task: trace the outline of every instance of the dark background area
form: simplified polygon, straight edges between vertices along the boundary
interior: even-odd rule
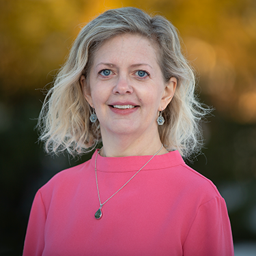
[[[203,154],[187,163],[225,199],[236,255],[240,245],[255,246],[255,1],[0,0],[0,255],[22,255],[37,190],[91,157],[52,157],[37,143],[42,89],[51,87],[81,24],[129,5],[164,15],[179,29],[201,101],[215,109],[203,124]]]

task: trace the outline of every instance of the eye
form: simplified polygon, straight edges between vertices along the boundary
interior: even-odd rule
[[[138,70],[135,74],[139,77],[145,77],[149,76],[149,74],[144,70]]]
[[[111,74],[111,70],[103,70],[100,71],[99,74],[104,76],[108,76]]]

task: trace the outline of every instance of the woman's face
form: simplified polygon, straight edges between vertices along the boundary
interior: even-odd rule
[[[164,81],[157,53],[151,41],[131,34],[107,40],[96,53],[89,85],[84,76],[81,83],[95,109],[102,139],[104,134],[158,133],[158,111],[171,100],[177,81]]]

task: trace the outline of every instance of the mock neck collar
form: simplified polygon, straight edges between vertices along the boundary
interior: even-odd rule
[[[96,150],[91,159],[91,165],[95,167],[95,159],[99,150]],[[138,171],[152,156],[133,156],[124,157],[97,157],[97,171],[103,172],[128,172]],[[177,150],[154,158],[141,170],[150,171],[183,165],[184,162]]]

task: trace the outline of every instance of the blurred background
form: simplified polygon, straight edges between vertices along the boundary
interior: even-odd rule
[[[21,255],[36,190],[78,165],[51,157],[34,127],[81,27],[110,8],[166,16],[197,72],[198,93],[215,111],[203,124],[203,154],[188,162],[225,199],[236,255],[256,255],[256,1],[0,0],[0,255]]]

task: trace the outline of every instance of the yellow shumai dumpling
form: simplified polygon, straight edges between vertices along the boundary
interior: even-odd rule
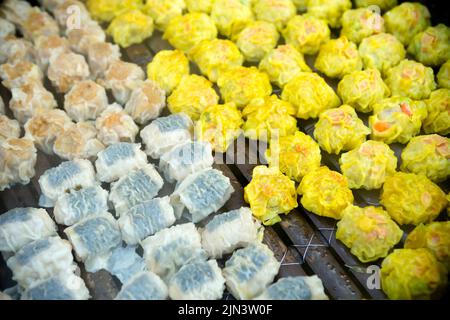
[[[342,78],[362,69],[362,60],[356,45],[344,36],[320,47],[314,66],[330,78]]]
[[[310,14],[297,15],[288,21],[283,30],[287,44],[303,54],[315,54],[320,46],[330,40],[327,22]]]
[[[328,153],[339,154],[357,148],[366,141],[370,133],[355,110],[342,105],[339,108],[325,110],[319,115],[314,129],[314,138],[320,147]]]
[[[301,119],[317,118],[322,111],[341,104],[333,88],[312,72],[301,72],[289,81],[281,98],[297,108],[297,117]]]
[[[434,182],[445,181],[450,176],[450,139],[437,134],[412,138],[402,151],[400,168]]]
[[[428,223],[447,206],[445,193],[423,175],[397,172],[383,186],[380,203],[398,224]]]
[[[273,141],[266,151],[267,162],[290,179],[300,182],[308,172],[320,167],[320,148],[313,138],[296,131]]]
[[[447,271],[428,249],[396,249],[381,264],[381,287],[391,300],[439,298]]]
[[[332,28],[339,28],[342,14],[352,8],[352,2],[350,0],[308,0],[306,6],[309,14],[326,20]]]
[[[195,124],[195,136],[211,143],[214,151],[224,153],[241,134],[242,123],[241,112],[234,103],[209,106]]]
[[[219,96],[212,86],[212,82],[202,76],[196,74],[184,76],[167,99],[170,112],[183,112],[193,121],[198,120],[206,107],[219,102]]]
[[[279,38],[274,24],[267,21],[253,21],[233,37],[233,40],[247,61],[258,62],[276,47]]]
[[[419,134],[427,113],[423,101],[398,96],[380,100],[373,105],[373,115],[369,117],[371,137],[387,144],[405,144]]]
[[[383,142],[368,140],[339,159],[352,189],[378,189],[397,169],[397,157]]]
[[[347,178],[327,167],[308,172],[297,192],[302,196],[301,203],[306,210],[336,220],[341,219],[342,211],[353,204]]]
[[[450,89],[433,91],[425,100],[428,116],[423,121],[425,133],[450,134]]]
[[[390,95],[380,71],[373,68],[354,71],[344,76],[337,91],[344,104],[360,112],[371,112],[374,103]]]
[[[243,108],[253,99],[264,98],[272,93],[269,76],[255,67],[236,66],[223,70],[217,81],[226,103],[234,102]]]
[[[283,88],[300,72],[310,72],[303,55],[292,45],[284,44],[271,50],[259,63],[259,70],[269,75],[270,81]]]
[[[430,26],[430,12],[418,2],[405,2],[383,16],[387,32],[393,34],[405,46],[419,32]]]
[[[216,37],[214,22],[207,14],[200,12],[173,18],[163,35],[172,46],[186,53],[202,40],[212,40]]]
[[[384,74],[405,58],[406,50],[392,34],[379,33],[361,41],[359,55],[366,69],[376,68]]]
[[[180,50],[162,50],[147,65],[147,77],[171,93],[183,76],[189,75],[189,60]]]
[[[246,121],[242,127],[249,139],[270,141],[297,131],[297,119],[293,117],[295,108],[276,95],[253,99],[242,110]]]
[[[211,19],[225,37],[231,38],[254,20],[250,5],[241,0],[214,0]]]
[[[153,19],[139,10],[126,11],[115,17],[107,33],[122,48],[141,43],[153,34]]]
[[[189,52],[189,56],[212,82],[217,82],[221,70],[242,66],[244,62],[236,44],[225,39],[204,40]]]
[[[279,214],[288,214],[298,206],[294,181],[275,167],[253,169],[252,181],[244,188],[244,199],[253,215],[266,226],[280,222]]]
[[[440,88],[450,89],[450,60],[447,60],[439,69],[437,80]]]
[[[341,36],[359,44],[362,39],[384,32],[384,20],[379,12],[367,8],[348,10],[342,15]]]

**Given problem:** How many lines of the material above contain the word "background"? Give only the number.

**Answer for the task:** 2